### [Requirement]
The whole listing below needs to be duplicated exactly, pictures aside.

### [Extracted data]
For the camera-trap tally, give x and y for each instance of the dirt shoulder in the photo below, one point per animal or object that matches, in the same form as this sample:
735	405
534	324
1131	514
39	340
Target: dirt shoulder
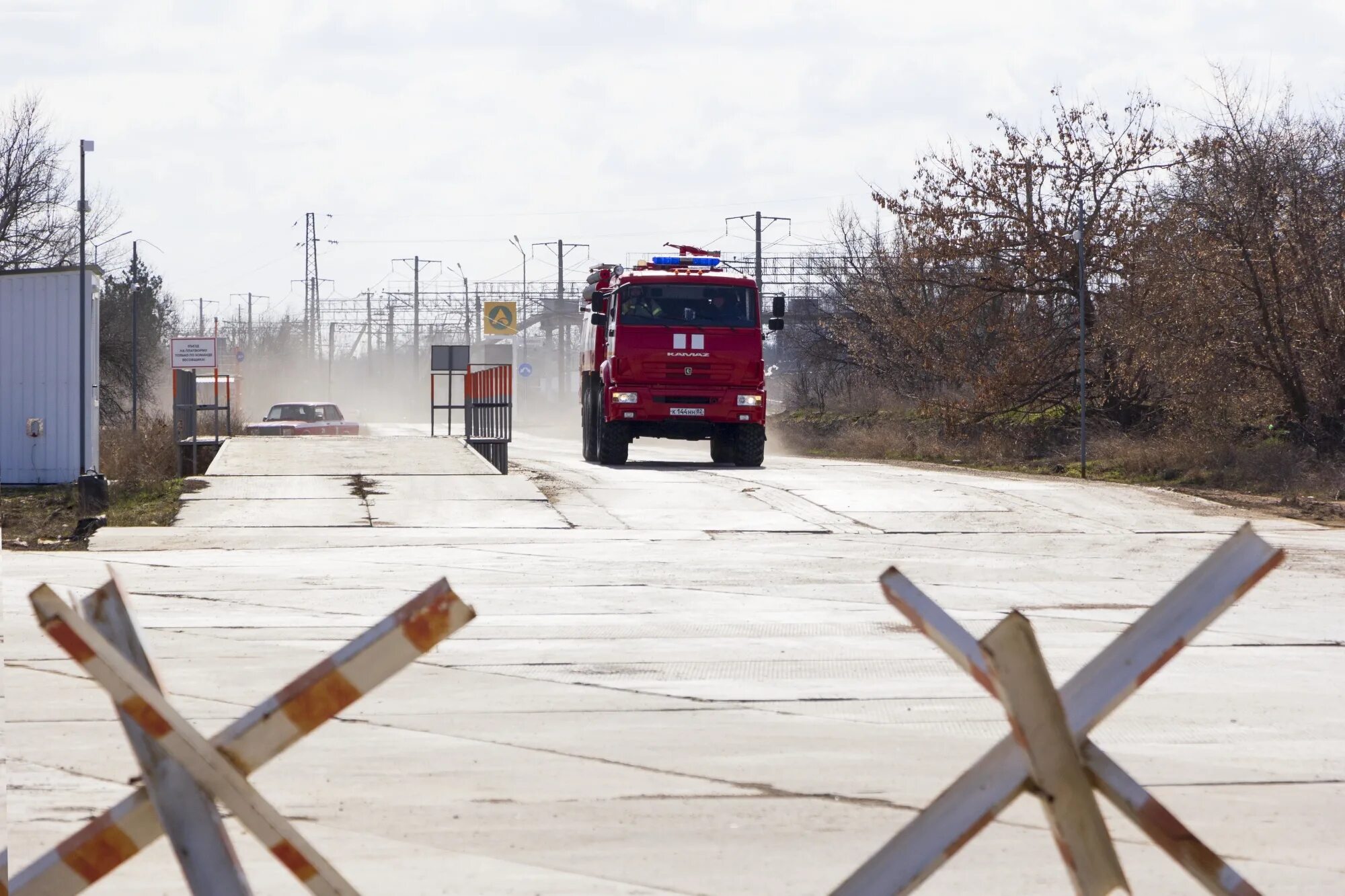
1260	478
48	517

### [Solution to this exercise]
For the camera-trap tally, give x and y for each instance of the dirt shoulder in the photo below, one point per animal or object that matches, in the same form as this sample:
735	405
534	324
1131	514
39	340
Target: dirt shoulder
1260	478
48	517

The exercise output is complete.